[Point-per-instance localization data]

·····

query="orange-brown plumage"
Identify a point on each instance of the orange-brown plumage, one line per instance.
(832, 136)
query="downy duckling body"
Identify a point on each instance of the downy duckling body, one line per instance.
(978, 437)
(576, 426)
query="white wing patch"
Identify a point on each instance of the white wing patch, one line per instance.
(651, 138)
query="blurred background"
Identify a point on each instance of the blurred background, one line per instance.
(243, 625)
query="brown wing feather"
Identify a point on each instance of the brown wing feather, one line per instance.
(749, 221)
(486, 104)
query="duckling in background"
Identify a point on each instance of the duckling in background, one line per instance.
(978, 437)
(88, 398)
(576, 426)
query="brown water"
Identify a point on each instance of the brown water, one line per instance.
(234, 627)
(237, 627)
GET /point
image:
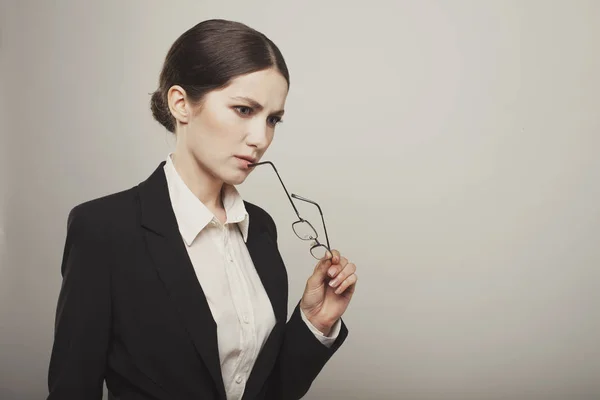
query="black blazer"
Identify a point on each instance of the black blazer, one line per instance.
(132, 312)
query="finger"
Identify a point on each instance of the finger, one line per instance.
(348, 285)
(338, 263)
(345, 273)
(320, 272)
(335, 256)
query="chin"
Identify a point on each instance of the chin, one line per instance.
(235, 179)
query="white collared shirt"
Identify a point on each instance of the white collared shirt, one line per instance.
(237, 299)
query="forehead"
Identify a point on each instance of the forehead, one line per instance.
(268, 87)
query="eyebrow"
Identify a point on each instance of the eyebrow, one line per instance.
(255, 104)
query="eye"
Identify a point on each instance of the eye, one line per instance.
(243, 110)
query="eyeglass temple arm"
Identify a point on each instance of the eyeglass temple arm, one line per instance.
(280, 180)
(320, 212)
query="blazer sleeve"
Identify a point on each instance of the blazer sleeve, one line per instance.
(82, 324)
(301, 356)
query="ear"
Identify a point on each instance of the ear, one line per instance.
(178, 104)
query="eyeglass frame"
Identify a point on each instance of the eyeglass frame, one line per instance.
(300, 219)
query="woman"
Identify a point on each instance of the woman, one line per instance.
(175, 288)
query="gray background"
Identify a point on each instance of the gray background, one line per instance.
(453, 146)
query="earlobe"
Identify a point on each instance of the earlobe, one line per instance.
(178, 106)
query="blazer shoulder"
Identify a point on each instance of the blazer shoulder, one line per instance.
(260, 215)
(106, 210)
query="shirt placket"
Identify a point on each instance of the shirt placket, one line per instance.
(243, 309)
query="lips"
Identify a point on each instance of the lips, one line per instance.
(247, 158)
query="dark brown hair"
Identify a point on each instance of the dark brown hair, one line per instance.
(207, 57)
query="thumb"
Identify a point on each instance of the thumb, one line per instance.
(320, 273)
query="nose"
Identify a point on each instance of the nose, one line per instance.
(258, 135)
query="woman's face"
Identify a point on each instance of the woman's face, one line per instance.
(233, 126)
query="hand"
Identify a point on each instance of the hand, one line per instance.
(324, 300)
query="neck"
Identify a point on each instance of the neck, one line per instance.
(203, 185)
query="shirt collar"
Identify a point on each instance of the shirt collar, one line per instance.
(192, 215)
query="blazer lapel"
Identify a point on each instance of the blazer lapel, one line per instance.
(270, 268)
(175, 269)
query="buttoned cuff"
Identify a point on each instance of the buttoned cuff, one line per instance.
(326, 340)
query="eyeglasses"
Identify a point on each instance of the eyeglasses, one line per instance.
(302, 228)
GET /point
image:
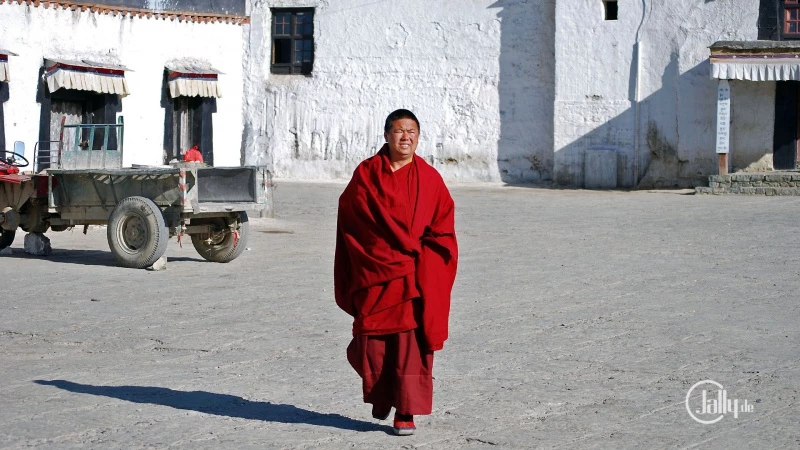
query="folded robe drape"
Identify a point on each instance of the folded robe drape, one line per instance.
(377, 244)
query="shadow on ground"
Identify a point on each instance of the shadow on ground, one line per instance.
(218, 404)
(86, 257)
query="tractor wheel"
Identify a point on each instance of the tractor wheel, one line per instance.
(6, 238)
(221, 245)
(137, 235)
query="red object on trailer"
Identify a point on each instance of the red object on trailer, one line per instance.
(193, 155)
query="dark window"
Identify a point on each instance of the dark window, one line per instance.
(791, 19)
(292, 41)
(190, 120)
(610, 10)
(74, 107)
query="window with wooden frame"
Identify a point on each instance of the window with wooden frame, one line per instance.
(292, 41)
(791, 19)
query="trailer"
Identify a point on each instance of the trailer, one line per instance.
(82, 184)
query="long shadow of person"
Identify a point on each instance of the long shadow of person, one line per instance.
(218, 404)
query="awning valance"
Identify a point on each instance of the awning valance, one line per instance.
(756, 69)
(192, 78)
(755, 60)
(86, 75)
(4, 64)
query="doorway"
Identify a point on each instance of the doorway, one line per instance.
(785, 140)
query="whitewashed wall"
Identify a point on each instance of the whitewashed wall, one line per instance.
(479, 74)
(141, 44)
(596, 75)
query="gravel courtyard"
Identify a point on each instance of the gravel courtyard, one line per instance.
(580, 320)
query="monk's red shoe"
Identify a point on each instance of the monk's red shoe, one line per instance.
(380, 414)
(404, 424)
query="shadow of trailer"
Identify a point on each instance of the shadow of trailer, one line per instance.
(142, 206)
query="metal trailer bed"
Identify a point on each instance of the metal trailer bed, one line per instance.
(142, 206)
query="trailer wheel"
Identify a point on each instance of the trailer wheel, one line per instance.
(221, 245)
(7, 238)
(137, 235)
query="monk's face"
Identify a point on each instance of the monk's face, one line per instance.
(402, 139)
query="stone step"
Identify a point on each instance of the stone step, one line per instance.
(769, 183)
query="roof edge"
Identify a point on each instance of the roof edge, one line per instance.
(124, 11)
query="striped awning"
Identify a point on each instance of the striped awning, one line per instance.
(755, 61)
(193, 78)
(84, 75)
(4, 64)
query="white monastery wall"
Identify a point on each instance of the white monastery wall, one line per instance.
(144, 46)
(479, 75)
(668, 137)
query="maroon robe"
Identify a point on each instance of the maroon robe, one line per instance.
(395, 264)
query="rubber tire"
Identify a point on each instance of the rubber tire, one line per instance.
(225, 250)
(141, 212)
(7, 238)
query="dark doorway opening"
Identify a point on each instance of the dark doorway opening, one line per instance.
(786, 125)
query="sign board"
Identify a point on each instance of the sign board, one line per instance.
(723, 117)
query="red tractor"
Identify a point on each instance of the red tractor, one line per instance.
(11, 187)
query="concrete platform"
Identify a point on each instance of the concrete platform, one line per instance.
(766, 183)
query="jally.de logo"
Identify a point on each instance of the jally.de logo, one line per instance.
(713, 403)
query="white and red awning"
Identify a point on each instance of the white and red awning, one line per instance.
(86, 75)
(4, 64)
(193, 78)
(755, 60)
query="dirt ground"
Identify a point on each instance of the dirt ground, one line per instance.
(580, 320)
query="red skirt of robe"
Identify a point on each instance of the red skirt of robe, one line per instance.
(395, 371)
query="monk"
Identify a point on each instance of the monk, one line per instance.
(394, 268)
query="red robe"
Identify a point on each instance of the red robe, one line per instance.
(395, 264)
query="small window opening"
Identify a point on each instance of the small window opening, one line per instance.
(610, 9)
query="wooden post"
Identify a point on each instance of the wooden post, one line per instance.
(723, 163)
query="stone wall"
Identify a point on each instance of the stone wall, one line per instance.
(658, 111)
(479, 76)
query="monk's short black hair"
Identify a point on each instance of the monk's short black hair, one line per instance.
(397, 115)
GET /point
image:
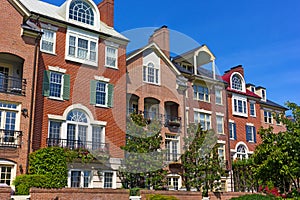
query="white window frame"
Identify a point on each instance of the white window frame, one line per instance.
(156, 78)
(235, 109)
(206, 96)
(81, 184)
(252, 103)
(219, 117)
(116, 48)
(80, 34)
(268, 117)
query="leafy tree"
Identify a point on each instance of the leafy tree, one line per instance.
(278, 157)
(202, 167)
(143, 163)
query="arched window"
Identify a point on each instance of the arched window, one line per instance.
(236, 82)
(241, 152)
(82, 12)
(77, 128)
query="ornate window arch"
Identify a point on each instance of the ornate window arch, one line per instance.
(82, 12)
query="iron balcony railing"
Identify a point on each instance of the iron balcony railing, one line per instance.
(10, 138)
(12, 85)
(76, 144)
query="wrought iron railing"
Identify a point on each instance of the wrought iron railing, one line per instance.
(10, 138)
(12, 85)
(76, 144)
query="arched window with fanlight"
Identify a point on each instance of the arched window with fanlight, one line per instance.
(82, 12)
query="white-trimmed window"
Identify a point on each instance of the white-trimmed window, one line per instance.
(82, 46)
(151, 73)
(56, 85)
(239, 105)
(111, 56)
(268, 117)
(201, 93)
(171, 146)
(80, 179)
(218, 93)
(252, 109)
(220, 124)
(48, 41)
(204, 119)
(101, 93)
(250, 133)
(82, 12)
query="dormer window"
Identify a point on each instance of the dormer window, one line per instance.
(82, 12)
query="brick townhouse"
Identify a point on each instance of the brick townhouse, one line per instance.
(81, 84)
(206, 101)
(18, 58)
(153, 91)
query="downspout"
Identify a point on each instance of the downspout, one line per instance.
(36, 48)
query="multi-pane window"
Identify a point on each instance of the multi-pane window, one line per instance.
(108, 179)
(56, 85)
(218, 93)
(48, 41)
(151, 73)
(250, 133)
(5, 174)
(232, 130)
(80, 179)
(8, 123)
(220, 124)
(82, 12)
(268, 117)
(201, 93)
(252, 109)
(111, 56)
(204, 119)
(236, 82)
(171, 145)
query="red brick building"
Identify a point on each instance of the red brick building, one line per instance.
(18, 57)
(81, 84)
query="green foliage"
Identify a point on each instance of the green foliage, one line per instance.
(201, 164)
(50, 162)
(143, 163)
(243, 175)
(160, 197)
(254, 197)
(278, 157)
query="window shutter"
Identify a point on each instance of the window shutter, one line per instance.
(234, 130)
(66, 94)
(110, 98)
(248, 133)
(254, 134)
(46, 83)
(93, 92)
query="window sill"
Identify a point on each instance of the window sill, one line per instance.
(107, 66)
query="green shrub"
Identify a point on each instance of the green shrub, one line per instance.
(254, 197)
(160, 197)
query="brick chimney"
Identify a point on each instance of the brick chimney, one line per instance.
(106, 9)
(161, 37)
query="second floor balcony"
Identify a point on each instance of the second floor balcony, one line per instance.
(10, 138)
(12, 85)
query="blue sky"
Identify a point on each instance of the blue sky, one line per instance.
(261, 35)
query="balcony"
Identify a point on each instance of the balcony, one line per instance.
(12, 85)
(10, 138)
(93, 147)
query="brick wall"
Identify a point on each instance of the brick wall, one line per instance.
(5, 193)
(109, 194)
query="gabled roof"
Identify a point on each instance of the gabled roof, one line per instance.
(158, 50)
(58, 13)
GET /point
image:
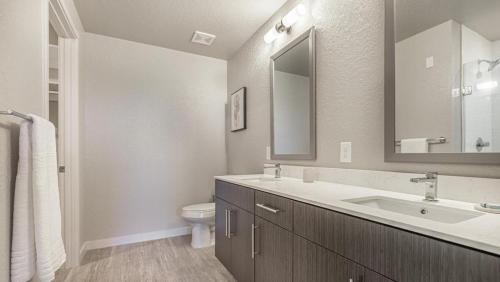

·····

• Your task:
In the records above, find the line with "Identify a point on each instance of the brick wall, one" and copy from it through the last line exactly, without the pictures.

• Answer box:
Identify a point on each instance of the brick wall, one line per instance.
(5, 193)
(109, 194)
query="gabled roof"
Identify a point on each instance of the gabled roof, one line per instance.
(158, 50)
(58, 13)
GET /point
image:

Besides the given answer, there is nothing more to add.